What to do:
From the items below, pull out every line that contains the string "roof" and copy each one unchanged.
+++ Records shown
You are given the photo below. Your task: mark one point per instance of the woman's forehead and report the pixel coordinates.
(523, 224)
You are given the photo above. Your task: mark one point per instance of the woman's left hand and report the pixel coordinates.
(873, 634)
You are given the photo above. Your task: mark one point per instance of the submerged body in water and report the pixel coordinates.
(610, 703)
++++++
+++ Records shown
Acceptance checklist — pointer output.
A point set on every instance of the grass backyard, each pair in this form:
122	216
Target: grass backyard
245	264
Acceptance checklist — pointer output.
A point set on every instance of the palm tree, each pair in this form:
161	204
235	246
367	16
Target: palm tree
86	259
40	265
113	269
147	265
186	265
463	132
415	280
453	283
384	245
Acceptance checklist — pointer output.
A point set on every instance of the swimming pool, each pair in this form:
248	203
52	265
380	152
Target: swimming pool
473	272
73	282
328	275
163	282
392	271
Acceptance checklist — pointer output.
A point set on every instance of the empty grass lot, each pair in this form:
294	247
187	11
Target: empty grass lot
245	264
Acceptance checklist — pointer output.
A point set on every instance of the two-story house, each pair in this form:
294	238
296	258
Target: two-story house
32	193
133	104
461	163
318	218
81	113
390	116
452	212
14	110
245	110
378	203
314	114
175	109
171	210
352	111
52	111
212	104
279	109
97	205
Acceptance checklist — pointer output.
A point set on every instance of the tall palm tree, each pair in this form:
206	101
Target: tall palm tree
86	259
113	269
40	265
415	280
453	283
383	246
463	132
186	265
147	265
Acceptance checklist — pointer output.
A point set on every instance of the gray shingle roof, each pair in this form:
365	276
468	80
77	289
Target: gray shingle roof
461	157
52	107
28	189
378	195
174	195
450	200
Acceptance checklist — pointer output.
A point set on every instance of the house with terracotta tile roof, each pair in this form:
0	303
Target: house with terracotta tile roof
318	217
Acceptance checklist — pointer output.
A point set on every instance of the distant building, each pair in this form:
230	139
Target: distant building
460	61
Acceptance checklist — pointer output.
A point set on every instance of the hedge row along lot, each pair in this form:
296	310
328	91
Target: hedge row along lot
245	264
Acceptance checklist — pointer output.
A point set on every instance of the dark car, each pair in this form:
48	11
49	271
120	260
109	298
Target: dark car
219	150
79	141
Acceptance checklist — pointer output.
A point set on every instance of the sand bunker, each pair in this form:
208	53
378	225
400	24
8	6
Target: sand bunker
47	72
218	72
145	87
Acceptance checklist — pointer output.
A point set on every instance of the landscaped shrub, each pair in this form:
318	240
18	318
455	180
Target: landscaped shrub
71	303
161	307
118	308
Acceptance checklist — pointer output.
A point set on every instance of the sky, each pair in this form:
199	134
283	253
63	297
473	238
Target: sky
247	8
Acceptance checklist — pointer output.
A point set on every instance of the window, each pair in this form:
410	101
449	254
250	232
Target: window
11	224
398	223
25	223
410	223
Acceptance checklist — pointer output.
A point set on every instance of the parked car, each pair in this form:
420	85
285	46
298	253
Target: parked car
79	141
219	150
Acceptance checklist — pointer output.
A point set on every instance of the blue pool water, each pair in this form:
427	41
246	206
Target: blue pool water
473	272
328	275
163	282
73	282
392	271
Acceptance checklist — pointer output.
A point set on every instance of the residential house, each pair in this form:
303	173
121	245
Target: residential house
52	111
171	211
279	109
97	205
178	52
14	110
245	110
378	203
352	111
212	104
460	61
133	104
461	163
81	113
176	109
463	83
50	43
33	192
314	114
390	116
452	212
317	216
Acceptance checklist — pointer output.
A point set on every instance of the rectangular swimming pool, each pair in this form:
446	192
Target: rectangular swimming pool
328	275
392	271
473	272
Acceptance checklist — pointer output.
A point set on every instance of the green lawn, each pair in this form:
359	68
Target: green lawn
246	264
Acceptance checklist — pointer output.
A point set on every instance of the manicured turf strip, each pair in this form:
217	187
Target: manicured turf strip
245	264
++++++
Completed exercise:
A point set on every instance of the gray shingle roof, each pair in this form:
Target: gray shingle roof
A point set on every instance of the house with terracotta tile roof, each pair in this form:
Target: house with terracotta tile roof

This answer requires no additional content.